DIRECTIONS FOR THIS TASK
Update the rows starting with the line containing "Which spot sits on each instance of the bare" and going on through the line containing "x=426 y=170", replacing "podium" with "lectern" and leaving everything else unchanged. Give back only those lines, without the pictures.

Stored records
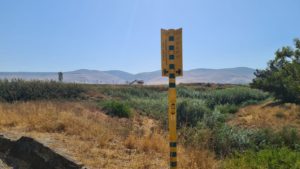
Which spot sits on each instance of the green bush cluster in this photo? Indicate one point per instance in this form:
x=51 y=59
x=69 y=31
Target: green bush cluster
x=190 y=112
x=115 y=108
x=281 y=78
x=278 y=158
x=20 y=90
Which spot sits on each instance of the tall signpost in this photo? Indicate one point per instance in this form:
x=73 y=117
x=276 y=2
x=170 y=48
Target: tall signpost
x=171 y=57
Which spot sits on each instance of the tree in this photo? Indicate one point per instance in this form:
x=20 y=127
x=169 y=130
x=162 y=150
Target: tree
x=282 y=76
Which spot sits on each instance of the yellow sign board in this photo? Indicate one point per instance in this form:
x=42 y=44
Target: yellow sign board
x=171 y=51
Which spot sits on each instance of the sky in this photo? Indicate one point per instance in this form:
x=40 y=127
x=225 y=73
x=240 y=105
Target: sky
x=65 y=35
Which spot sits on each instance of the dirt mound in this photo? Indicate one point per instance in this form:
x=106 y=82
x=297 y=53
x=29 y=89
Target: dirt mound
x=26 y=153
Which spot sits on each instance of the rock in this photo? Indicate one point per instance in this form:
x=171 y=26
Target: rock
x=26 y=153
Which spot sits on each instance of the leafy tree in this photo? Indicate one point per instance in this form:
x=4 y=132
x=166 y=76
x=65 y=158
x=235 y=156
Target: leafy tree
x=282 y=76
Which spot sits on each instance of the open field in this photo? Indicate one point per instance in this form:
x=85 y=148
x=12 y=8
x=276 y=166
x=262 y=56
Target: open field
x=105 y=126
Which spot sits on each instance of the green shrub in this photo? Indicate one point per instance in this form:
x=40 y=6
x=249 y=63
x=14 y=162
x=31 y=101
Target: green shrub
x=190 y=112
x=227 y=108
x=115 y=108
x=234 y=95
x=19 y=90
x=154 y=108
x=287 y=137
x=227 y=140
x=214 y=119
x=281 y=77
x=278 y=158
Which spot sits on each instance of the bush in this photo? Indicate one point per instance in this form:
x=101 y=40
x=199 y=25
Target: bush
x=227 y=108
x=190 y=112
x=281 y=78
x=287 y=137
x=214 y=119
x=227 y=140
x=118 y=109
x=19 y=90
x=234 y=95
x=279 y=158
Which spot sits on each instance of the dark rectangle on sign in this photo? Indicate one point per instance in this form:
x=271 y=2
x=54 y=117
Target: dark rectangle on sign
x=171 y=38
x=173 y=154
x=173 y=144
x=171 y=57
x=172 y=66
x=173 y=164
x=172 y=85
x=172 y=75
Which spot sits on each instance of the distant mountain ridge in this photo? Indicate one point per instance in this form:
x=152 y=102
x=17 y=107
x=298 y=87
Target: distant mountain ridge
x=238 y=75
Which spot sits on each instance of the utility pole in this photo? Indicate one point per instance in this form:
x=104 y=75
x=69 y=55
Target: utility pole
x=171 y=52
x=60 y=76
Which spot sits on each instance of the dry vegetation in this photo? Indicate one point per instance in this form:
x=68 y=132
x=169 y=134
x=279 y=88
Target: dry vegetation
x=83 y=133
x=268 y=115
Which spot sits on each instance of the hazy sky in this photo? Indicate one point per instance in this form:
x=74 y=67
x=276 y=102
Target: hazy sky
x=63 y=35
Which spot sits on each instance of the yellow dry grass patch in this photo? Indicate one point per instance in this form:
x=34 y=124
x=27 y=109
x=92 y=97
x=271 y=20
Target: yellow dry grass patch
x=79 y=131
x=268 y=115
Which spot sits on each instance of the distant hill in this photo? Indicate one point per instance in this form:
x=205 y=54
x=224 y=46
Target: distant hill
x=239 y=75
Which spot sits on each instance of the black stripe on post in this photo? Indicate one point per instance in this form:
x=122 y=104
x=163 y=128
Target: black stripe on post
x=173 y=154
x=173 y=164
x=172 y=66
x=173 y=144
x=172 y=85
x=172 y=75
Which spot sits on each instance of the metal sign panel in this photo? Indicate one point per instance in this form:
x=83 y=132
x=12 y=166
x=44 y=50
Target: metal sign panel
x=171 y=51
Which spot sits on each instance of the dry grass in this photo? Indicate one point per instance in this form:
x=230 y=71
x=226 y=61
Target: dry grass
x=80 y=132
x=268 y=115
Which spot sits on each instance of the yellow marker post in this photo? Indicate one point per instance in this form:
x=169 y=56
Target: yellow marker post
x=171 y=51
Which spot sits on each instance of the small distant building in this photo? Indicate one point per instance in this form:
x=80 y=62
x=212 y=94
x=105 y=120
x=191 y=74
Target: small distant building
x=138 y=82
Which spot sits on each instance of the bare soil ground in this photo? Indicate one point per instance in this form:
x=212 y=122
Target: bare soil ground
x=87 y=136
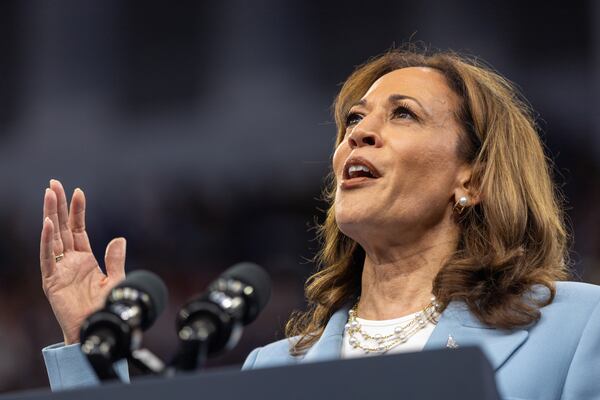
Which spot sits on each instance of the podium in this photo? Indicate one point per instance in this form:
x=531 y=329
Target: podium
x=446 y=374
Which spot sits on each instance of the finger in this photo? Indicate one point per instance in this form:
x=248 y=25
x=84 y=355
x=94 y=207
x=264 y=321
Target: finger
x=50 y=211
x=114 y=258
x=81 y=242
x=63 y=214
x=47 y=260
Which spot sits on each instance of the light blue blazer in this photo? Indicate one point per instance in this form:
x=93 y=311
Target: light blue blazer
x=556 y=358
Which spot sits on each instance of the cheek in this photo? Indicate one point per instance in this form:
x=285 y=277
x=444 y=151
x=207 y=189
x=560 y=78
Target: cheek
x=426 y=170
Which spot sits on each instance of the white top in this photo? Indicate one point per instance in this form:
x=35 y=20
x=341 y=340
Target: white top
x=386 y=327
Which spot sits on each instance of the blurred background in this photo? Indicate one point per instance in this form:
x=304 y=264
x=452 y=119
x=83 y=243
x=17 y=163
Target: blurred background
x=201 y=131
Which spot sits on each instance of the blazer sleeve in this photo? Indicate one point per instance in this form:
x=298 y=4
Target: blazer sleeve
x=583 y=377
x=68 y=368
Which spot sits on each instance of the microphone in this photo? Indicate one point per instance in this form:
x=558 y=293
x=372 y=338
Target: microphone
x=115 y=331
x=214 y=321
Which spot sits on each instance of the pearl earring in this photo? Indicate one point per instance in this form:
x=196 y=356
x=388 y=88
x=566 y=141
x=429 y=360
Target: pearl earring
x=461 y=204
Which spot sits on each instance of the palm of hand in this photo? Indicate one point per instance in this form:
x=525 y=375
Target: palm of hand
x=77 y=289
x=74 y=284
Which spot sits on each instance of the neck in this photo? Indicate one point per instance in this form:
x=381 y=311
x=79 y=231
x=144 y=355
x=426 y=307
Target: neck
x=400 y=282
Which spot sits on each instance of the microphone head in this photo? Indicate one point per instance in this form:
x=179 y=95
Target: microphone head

EXPECTED OUTPUT
Which spot sits on each instance of the bare soil ground in this photo? Indicate one point per instance in this form:
x=212 y=122
Target: bare soil ground
x=87 y=136
Which spot sits on each instance of the lectern in this photo? Indicate one point per instance in this form:
x=531 y=329
Target: lectern
x=446 y=374
Which spot sits on each instance of the finger in this photo? Indicate one point per instance in this form:
x=248 y=25
x=84 y=355
x=94 y=207
x=264 y=321
Target: finger
x=50 y=211
x=114 y=258
x=81 y=242
x=63 y=214
x=47 y=260
Which spot sits on each instance of the light blue blazer in this photo? Indicate one point per instance in this form:
x=93 y=311
Target: light blue blazer
x=556 y=358
Which spot sits on each instance of the cheek in this photo? Indicate one point per instance in this form:
x=285 y=277
x=444 y=151
x=207 y=189
x=560 y=78
Target: cheek
x=426 y=170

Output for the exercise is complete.